*Records provided*
┌──

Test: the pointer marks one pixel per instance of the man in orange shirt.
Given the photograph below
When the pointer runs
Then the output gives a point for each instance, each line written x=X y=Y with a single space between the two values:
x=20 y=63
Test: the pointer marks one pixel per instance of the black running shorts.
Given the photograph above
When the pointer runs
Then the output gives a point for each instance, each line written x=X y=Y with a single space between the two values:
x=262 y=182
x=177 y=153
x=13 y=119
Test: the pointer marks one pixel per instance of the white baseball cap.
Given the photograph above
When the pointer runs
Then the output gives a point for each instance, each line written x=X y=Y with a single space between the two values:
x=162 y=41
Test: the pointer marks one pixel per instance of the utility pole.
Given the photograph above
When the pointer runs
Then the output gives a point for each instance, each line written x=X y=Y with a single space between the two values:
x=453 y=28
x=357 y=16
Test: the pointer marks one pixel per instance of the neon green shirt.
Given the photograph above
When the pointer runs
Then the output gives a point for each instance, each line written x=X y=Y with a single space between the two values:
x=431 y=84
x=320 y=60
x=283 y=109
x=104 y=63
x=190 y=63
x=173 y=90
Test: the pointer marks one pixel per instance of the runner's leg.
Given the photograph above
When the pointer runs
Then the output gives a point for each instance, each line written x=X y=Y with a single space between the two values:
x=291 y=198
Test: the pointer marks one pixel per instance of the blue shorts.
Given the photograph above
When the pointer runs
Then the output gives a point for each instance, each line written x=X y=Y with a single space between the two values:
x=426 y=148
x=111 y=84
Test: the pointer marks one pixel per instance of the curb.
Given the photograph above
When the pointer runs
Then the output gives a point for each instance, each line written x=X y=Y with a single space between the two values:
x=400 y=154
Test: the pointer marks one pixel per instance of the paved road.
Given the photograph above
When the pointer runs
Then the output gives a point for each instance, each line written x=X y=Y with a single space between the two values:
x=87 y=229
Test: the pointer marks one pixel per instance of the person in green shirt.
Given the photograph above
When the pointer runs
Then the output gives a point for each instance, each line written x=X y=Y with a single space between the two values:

└──

*What the exercise asks*
Lay out the entries above, from the line containing "Test: the pointer marks one pixel per instance of the paved" through the final line, as a Markdown table with the columns No and Text. Give each line its number, and leave out blank lines.

*Answer to this exercise*
| No | Text |
|---|---|
| 1 | Test: the pointer marks one pixel per instance of the paved road. |
| 2 | Given the photograph above |
| 3 | When the pointer runs |
| 4 | Then the output gives a point for each instance, each line written x=X y=Y with a single space between the two values: |
| 5 | x=87 y=229 |
| 6 | Test: the pointer marks one pixel per instance of the person in green shirt. |
| 7 | Given the photograph above |
| 8 | When the pointer runs |
| 9 | Then the output gives a point for each instance, each line written x=X y=Y with a single space between the two values: |